▸ Task inputs:
+ + + +
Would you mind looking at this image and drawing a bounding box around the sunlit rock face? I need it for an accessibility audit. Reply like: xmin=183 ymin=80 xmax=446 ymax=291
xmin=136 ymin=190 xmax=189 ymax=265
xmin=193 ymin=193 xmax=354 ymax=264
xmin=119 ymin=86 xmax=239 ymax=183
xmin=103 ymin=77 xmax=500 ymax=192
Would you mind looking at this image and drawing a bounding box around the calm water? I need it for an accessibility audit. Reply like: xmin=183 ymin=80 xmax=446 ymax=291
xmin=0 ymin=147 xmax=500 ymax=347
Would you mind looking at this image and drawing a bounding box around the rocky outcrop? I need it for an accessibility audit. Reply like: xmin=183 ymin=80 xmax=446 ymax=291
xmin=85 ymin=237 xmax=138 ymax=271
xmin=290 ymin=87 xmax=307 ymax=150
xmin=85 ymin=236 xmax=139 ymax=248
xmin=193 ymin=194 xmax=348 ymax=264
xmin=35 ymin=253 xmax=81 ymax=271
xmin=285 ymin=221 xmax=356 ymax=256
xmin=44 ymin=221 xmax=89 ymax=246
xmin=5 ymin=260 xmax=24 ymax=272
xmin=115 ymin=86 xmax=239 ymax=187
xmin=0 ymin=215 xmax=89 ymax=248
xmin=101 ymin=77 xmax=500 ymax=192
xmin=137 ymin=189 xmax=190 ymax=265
+ + + +
Update the data above by replacing every instance of "accessibility audit" with "usability review". Keep everything else the same.

▸ Output of the exercise:
Would you mind looking at this image and drawing a bounding box around the sunlit rock face? I need it for an usability review. Reply like: xmin=183 ymin=80 xmax=446 ymax=291
xmin=136 ymin=190 xmax=189 ymax=265
xmin=193 ymin=193 xmax=354 ymax=264
xmin=119 ymin=86 xmax=239 ymax=183
xmin=103 ymin=77 xmax=500 ymax=192
Would you mind looking at this image and drawing a bounding box around the calm water? I need it for an usability review. Reply like: xmin=183 ymin=80 xmax=446 ymax=291
xmin=0 ymin=147 xmax=500 ymax=347
Would you mind looking at this image and drawing a bounding box around the rocky outcrop? I need it for an usability review. Reply like: xmin=183 ymin=80 xmax=446 ymax=291
xmin=85 ymin=237 xmax=138 ymax=271
xmin=290 ymin=87 xmax=307 ymax=150
xmin=85 ymin=236 xmax=139 ymax=248
xmin=193 ymin=194 xmax=348 ymax=264
xmin=35 ymin=253 xmax=81 ymax=271
xmin=285 ymin=221 xmax=356 ymax=256
xmin=44 ymin=221 xmax=89 ymax=246
xmin=5 ymin=260 xmax=24 ymax=272
xmin=115 ymin=86 xmax=239 ymax=187
xmin=0 ymin=215 xmax=89 ymax=248
xmin=101 ymin=77 xmax=500 ymax=192
xmin=137 ymin=189 xmax=190 ymax=265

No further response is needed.